▸ Task requirements:
1. List every LDL-C goal that the cholesterol guideline thread gives, with the group of patients each one applies to.
2. Reproduce the part of the cholesterol guideline thread that starts at "If LDL-C levels" and ends at "fewer cardiac events.", word for word.

They are really adamant about lowering LDL


(Bob M) #1

https://www.acc.org/latest-in-cardiology/journal-scans/2026/03/13/15/20/acc-aha-release-new-clinical-guideline-for-managing-dyslipidemia

Do I see a child there?

You could be 30 and on statins…for life.


(Brian) #2

I’m not surprised. They’re pushing back. They wanna sell their drugs. They wanna scare people into being legal drug addicts for their entire lives. They set ridiculous standards that no healthy person typically meets and then bully / threaten them until they give in and start taking those drugs.


(Edith) #3

LDL-C cholesterol and non-HDL-C goals are back in the new guideline. To prevent a first heart attack or stroke, the LDL-C goal should be less than 100 mg/dL for those at borderline or intermediate risk and less than 70 mg/dL in those at high risk. For individuals with ASCVD who are at very high risk of ASCVD events, the LDL-C goal should be less than 55 mg/dL for secondary prevention of cardiac events.

“In general, lower LDL is better, especially for people at increased risk for a heart attack or stroke,” said Pamela B. Morris, MD, FACC, FAHA, vice-chair of the guideline writing committee and the Paul V. Palmer chair of cardiovascular disease prevention and director of the Seinsheimer Cardiovascular Health Program at The Medical University of South Carolina. “Clinical trials have clearly demonstrated significant benefits for reduction in cardiovascular events when LDL-C levels are even lower than recommended in previous guidelines.”

If LDL-C levels are not adequately lowered by healthy lifestyle habits and statin therapy, which remains the foundation of lipid-lowering and risk reduction, the guideline recommends the addition of non-statin therapies. Depending upon the level of risk and patient characteristics, evidence-based options include ezetimibe and/or bempedoic acid (a newer oral agent) or a PCSK9 monoclonal antibody, an injectable therapy. Inclisiran, another injectable option that requires less frequent injections, is still being studied in clinical trials to determine whether the associated LDL-C lowering translates into better outcomes and fewer cardiac events.

▸ Dataset:

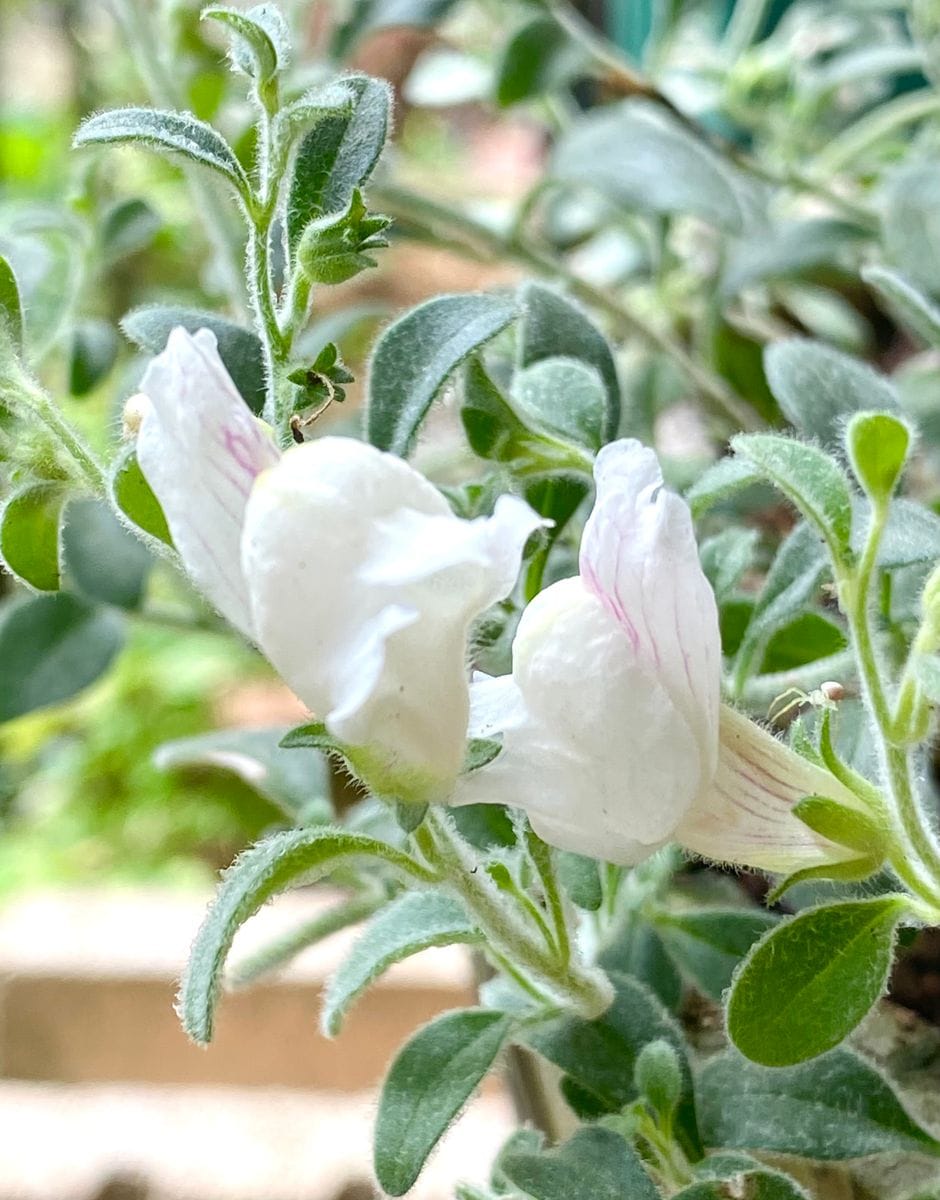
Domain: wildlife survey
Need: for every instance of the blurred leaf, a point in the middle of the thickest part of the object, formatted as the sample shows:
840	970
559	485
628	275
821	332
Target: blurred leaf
646	161
820	388
126	228
239	348
93	354
539	58
297	781
369	16
808	637
412	923
912	309
337	155
29	534
11	311
174	133
105	559
414	357
51	648
427	1084
133	496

▸ Answers per task:
1.
- Less than 100 mg/dL: people at borderline or intermediate risk, to prevent a first heart attack or stroke
- Less than 70 mg/dL: people at high risk, to prevent a first heart attack or stroke
- Less than 55 mg/dL: individuals with ASCVD who are at very high risk of ASCVD events, for secondary prevention of cardiac events

2.
If LDL-C levels are not adequately lowered by healthy lifestyle habits and statin therapy, which remains the foundation of lipid-lowering and risk reduction, the guideline recommends the addition of non-statin therapies. Depending upon the level of risk and patient characteristics, evidence-based options include ezetimibe and/or bempedoic acid (a newer oral agent) or a PCSK9 monoclonal antibody, an injectable therapy. Inclisiran, another injectable option that requires less frequent injections, is still being studied in clinical trials to determine whether the associated LDL-C lowering translates into better outcomes and fewer cardiac events.